▸ **Assignment**: Only one stretch of the data is wanted: the line containing "Target: white planter", the line containing "<point>207,246</point>", and every line between them, copied exactly.

[[ Records for this task, beginning ]]

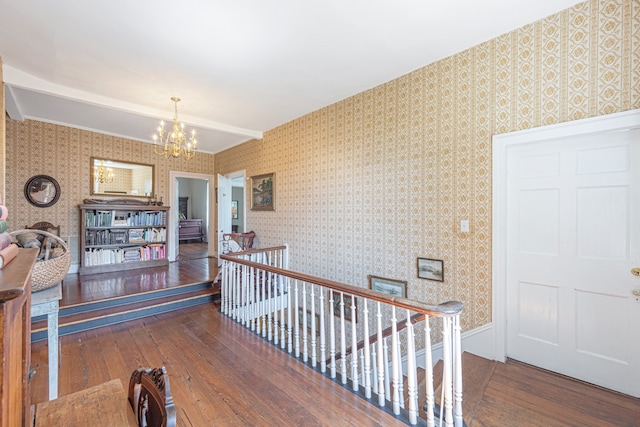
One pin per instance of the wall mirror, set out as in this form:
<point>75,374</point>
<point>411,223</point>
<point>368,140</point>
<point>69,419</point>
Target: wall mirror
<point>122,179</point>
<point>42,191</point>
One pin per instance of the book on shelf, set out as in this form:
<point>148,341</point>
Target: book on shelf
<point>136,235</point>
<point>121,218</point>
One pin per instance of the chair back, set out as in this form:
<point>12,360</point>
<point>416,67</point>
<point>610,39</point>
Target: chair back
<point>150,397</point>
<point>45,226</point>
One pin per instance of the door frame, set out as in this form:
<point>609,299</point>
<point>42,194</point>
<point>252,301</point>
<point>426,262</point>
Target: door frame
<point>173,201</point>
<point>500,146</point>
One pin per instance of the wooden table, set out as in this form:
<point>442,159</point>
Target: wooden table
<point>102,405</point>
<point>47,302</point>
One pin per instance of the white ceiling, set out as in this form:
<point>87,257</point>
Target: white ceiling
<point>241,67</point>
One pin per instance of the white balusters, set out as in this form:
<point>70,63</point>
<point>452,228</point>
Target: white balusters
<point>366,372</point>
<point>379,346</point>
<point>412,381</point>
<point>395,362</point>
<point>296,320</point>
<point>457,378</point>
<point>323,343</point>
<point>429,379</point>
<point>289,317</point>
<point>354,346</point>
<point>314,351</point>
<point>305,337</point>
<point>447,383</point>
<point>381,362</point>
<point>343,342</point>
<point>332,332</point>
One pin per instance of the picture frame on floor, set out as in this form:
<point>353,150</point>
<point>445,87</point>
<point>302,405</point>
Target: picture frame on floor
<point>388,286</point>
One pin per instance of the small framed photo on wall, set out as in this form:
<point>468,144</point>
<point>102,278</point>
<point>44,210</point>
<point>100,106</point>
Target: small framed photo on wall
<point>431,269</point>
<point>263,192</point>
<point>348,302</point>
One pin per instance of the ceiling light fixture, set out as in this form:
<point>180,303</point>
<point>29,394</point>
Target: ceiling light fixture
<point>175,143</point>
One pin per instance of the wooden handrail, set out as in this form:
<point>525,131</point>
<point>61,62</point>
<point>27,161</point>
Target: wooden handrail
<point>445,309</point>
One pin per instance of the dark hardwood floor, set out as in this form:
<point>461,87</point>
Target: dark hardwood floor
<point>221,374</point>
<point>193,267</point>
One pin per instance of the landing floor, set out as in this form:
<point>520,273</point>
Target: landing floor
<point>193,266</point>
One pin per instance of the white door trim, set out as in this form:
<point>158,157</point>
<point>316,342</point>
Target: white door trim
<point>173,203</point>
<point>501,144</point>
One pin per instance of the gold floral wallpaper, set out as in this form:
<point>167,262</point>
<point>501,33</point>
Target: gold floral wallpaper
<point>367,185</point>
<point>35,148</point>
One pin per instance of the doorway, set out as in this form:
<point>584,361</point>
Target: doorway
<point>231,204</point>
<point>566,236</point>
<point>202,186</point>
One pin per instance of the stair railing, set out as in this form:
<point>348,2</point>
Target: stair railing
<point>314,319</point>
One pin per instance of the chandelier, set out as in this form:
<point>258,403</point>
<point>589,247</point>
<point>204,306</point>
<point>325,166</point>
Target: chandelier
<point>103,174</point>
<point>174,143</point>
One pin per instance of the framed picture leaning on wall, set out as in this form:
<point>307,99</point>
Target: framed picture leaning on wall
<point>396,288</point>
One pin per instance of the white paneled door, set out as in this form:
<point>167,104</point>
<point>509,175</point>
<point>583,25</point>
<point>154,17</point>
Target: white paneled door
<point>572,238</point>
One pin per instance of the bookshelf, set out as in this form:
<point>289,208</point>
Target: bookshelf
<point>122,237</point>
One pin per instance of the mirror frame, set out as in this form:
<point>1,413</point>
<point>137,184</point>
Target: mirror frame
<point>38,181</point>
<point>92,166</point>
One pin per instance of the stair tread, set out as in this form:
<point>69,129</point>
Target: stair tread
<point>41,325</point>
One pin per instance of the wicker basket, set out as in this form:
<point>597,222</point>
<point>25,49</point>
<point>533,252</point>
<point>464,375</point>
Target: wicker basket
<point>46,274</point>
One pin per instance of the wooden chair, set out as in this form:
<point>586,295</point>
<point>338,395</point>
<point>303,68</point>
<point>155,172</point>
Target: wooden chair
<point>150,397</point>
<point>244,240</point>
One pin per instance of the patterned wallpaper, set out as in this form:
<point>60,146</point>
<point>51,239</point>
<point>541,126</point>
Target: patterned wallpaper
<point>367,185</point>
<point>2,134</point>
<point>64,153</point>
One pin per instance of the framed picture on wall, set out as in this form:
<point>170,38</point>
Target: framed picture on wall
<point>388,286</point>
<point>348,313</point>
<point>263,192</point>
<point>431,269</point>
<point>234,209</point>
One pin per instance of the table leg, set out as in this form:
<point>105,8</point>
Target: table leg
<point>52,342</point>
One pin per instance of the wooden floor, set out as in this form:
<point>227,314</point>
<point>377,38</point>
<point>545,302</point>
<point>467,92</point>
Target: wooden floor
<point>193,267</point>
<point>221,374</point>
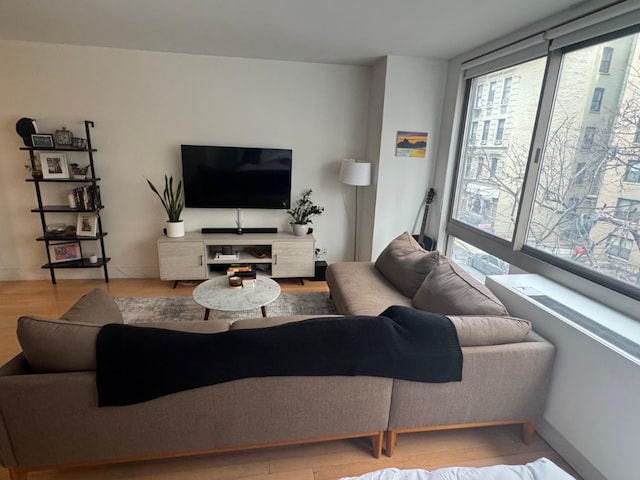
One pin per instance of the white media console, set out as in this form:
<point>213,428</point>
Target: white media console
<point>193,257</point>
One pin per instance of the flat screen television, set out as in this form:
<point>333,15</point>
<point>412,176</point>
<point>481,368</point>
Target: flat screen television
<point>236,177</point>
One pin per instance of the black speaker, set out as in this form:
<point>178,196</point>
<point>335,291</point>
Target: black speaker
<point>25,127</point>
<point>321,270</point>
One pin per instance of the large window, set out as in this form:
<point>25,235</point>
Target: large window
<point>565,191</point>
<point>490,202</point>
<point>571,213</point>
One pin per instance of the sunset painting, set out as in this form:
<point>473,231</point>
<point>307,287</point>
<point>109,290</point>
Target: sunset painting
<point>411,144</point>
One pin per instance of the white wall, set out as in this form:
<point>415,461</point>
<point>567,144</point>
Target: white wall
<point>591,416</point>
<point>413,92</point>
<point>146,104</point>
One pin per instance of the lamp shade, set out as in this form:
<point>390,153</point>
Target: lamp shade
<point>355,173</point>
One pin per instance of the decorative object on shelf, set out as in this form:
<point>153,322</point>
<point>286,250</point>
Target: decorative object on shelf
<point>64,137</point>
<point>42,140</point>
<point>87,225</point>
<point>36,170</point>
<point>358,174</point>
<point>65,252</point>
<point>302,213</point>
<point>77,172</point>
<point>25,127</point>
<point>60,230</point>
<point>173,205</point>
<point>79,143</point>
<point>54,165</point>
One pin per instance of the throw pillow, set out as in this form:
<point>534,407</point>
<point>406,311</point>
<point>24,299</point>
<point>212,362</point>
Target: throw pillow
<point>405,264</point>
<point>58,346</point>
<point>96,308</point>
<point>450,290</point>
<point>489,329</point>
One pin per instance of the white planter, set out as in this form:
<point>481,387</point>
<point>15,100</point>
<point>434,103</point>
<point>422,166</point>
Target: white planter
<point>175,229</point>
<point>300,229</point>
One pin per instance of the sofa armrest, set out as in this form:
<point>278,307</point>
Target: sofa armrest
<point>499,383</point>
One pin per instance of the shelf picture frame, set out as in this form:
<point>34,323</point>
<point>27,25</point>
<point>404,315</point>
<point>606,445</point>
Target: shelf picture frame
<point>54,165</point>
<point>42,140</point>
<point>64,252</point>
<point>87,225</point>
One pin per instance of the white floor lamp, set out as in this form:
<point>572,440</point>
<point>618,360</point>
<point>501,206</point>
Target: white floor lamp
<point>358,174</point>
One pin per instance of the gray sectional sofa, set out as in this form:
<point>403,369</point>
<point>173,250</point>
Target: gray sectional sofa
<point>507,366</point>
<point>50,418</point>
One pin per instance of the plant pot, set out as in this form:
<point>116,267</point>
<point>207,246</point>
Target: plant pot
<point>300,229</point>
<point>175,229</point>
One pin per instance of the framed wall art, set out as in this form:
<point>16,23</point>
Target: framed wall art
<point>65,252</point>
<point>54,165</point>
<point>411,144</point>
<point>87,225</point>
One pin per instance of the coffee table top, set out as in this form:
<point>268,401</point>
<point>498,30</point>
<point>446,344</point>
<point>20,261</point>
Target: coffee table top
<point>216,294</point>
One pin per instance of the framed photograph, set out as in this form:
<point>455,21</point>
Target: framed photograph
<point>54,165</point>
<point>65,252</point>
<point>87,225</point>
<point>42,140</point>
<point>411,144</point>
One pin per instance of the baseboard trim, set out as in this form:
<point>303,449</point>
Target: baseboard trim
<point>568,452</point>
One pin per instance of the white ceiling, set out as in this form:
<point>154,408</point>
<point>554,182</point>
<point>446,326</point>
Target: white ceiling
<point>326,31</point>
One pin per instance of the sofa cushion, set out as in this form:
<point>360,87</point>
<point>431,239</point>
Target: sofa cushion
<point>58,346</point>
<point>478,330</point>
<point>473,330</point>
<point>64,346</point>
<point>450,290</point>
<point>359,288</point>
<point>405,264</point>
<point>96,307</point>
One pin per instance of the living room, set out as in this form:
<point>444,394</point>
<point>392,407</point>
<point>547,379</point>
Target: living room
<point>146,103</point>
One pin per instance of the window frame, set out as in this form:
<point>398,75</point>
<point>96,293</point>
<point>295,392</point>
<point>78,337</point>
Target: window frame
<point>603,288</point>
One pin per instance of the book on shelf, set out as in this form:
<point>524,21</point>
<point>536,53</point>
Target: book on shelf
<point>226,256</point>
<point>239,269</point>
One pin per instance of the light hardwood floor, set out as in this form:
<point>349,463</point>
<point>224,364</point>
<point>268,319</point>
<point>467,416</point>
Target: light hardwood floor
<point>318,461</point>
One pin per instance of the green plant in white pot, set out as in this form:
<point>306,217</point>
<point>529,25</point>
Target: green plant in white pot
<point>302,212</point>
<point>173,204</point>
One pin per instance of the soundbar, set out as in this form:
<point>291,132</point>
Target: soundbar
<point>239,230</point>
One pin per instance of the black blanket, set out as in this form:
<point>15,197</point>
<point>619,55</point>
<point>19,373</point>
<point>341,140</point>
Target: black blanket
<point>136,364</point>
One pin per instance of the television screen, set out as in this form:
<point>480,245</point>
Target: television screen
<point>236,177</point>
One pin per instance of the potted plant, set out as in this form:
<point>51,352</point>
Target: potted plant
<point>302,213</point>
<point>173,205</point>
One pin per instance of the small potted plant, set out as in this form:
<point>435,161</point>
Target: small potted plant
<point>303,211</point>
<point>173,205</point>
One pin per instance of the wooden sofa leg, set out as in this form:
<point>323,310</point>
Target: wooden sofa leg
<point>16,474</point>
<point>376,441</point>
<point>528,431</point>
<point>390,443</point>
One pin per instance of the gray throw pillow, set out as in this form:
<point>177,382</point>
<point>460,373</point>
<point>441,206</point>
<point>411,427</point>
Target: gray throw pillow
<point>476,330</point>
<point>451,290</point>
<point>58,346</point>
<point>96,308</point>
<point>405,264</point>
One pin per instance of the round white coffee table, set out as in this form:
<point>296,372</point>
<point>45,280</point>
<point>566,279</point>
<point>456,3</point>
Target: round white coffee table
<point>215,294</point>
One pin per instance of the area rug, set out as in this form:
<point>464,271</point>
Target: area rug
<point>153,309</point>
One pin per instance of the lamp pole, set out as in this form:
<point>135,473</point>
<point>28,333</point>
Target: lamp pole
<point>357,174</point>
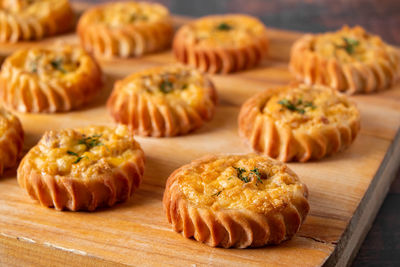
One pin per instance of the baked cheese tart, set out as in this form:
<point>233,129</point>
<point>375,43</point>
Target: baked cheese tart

[[ Records for this task, end ]]

▸ **Solved exercise**:
Target: white planter
<point>175,229</point>
<point>300,229</point>
One pin per instance of the sofa armrest, set out as in this form:
<point>278,307</point>
Target: sofa armrest
<point>499,383</point>
One pin per instance of the shelf picture frame, set out as in this form:
<point>34,323</point>
<point>27,25</point>
<point>404,315</point>
<point>606,445</point>
Target: shelf picture frame
<point>54,165</point>
<point>42,140</point>
<point>64,252</point>
<point>87,225</point>
One pin per instance of the white floor lamp, set out as in this form:
<point>572,440</point>
<point>618,360</point>
<point>501,206</point>
Target: white floor lamp
<point>358,174</point>
One pin per instance of the gray sectional sofa, set out as in this form:
<point>403,369</point>
<point>173,250</point>
Target: gray sectional sofa
<point>507,366</point>
<point>50,418</point>
One pin per instance of the plant pot, set out as in this form:
<point>116,267</point>
<point>207,246</point>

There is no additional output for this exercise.